#### TEXTE DE LA PAGE ####

Souvent, il aime s’assoir dans les rangs du public, dans la salle du théâtre Al-Ghad où est donnée sa création la plus récente, Sanée Al- Bahga (le fabricant de joie). Celle-ci retrace le parcours de deux stars de la comédie égyptienne dans les années 1920 et 1930, à savoir le comédien et metteur en scène Naguib Al-Rihani et le poète et dramaturge Badie Khaïri. Cela lui permet de mieux saisir les réactions des spectateurs, de suivre leurs éclats de rire et leurs commentaires. Depuis les années 1970, le metteur en scène Nasser Abdel-Moneim touche à des sujets très différents, multipliant les formes théâtrales. Il puise dans le patrimoine, élabore des thèmes en lien avec l’identité culturelle et interroge les faits historiques.
Soucieux de briser les tabous, il a osé adapter des oeuvres littéraires d’une grande audace. « Au théâtre, tout est dit. Les textes dramatiques peuvent aborder le rapport gouvernant-gouverné ou celui entre le peuple et le pouvoir, etc. Les romans, surtout ceux qui touchent à des tabous, constituent un grand défi pour moi en tant que metteur en scène. C’est un genre littéraire qui favorise la narration, alors que le théâtre est basé sur l’acte. Dans les romans, on peut voyager dans le cadre spatio-temporel aisément, tandis qu’au théâtre, l’espace scénique et le temps de la représentation sont limités. J’essaye toujours de trouver des solutions, face à ces différences, de quoi me permettre de renouveler mon approche de la mise en scène », explique Nasser Abdel-Moneim. Sa première adaptation à partir d’un roman était Al-Awda Ila Al-Manfa (le retour à l’exil) d’Aboul-Maati Aboul-Naga. « J’ai beaucoup aimé ce roman. Et j’ai convaincu mes collègues à la faculté des lettres de travailler sur ce texte et de le monter au théâtre », raconte-t-il en souriant.

#### DONNÉES RECUEILLIES ####

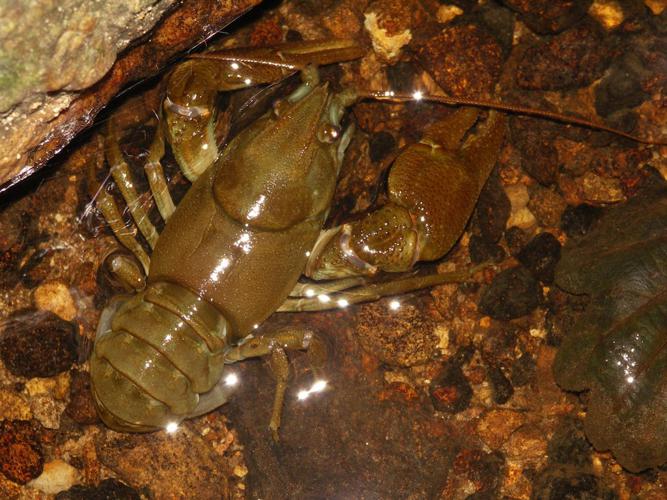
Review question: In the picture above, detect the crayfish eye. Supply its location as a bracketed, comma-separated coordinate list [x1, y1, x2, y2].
[317, 123, 340, 144]
[273, 99, 289, 118]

####

(TÂCHE BRÈVE 1) D'après le texte sur Nasser Abdel-Moneim, quelle fut sa première adaptation à partir d'un roman ?
(TÂCHE BRÈVE 2) Indiquez si chacune des affirmations suivantes concorde avec le texte sur Nasser Abdel-Moneim, en répondant par oui ou par non et en citant à l'identique les mots décisifs. (a) Sa création la plus récente est jouée au théâtre Al-Ghad. (b) Il touche à des sujets très différents depuis les années 1950. (c) Selon lui, le roman est un genre qui repose sur l'acte.
(TÂCHE BRÈVE 3) Poursuivez le texte sur Nasser Abdel-Moneim à la suite de sa dernière phrase.
Les données constituent un matériau distinct du texte sur Nasser Abdel-Moneim.

(RÉPONSE ATTENDUE 1) Al-Awda Ila Al-Manfa (le retour à l'exil), d'Aboul-Maati Aboul-Naga.

(RÉPONSE ATTENDUE 2)
(a) Oui : « dans la salle du théâtre Al-Ghad où est donnée sa création la plus récente »
(b) Non : « Depuis les années 1970, le metteur en scène Nasser Abdel-Moneim touche à des sujets très différents »
(c) Non : « C’est un genre littéraire qui favorise la narration, alors que le théâtre est basé sur l’acte. »

(RÉPONSE ATTENDUE 3)
Plus tard, le roman continuera à occuper une belle partie de ses pièces théâtrales, basées sur des textes de Tahar Ben Jelloun, de Yéhia Al- Taher Abdallah, de Abdel-Hakim Qassem, de Bahaa Taher, d’Idriss Ali, et autres. Ce dernier évoque souvent les problèmes des Nubiens après la construction du Haut-Barrage d’Assouan. Un sujet sensible que Nasser a traité dans la pièce Nass Al-Nahr (les gens du fleuve), donnée au théâtre Al-Talia. « Un jour, le réalisateur Youssef Chahine est venu voir le spectacle, afin de choisir un comédien pour jouer dans son film Silence … on tourne. A la fin du spectacle, il m’a dit : vous avez l’oeil d’un cinéaste. Comment avez-vous pu répartir l’éclairage des trois comédiens à des niveaux différents sur les planches ? Je lui ai répondu : Celui au fond, je l’ai éclairé à 100 %. Celui du milieu à 60 % et celui à l’avant de la scène à 30 %. Chahine a fini par me confier les séquences chorégraphiques de son film ».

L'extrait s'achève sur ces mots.